## MATERIAL TO PROCESS
◆ ◆ ◆ ◆ ◆

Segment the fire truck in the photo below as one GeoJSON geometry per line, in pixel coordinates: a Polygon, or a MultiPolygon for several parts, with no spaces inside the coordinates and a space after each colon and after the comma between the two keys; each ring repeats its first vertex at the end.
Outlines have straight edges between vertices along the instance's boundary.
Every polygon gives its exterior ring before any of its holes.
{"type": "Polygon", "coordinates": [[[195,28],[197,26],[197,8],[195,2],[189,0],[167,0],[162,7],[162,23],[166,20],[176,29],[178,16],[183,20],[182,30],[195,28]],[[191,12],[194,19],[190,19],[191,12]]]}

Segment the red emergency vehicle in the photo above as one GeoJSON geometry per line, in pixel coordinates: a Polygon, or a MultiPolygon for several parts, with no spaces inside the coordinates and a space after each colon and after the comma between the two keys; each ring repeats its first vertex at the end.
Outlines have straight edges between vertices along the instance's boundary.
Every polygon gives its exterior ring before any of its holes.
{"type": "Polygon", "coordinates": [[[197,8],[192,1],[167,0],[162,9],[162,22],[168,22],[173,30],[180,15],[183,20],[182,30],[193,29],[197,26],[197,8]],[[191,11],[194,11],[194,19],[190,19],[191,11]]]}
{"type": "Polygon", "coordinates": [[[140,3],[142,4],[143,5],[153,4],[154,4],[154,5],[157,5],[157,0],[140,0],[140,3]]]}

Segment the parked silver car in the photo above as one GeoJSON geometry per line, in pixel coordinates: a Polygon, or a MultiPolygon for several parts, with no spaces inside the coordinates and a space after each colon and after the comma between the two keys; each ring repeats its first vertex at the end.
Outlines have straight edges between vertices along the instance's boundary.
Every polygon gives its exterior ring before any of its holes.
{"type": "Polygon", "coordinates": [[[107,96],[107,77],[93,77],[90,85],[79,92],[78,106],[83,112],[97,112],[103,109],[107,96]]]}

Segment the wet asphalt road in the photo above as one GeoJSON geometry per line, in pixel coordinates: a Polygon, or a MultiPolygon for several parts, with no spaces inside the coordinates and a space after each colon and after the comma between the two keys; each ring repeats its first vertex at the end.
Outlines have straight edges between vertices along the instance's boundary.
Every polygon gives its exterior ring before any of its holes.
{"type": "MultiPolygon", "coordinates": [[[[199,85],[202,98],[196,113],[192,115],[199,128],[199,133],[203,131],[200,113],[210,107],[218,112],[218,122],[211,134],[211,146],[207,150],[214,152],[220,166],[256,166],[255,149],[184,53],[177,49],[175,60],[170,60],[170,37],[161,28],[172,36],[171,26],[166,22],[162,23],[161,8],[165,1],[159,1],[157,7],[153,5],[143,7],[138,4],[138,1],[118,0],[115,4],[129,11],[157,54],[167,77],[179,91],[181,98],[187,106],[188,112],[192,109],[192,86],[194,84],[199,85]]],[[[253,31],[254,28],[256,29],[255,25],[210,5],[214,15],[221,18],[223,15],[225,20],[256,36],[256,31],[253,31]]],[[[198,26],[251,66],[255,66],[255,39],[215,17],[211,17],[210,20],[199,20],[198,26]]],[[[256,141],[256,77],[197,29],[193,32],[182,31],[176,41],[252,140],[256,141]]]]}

◆ ◆ ◆ ◆ ◆

Gather every line of the entries above that contains the word "comma". Treat uppercase and lowercase as different, and copy each matching line in full.

## RESULT OF THIS EXERCISE
Segment the fire truck in the photo below as one GeoJSON geometry per line, in pixel coordinates: a Polygon, or a MultiPolygon for several parts, with no spaces inside the coordinates and a space after each colon and after the comma between the two keys; each ring repeats its first vertex at the end.
Segment the red emergency vehicle in the photo above as one GeoJSON geometry per line, in pixel coordinates: a Polygon, or a MultiPolygon for several parts, with no spaces inside the coordinates and a space after each colon and after the comma between the two keys; each ring repeats its first vertex at the end.
Segment the parked silver car in the photo above as one GeoJSON geometry per line, in pixel coordinates: a Polygon, or a MultiPolygon for several parts, with no spaces inside the coordinates and a space after each colon and after the comma between the two keys; each ring repeats its first vertex at the end.
Segment the wet asphalt road in the photo above as one GeoJSON geometry per line, in pixel coordinates: a Polygon, or a MultiPolygon for several parts, with no spaces inside the coordinates and a space after each colon and after the comma between the two keys; each ring repeats its first vertex at the end.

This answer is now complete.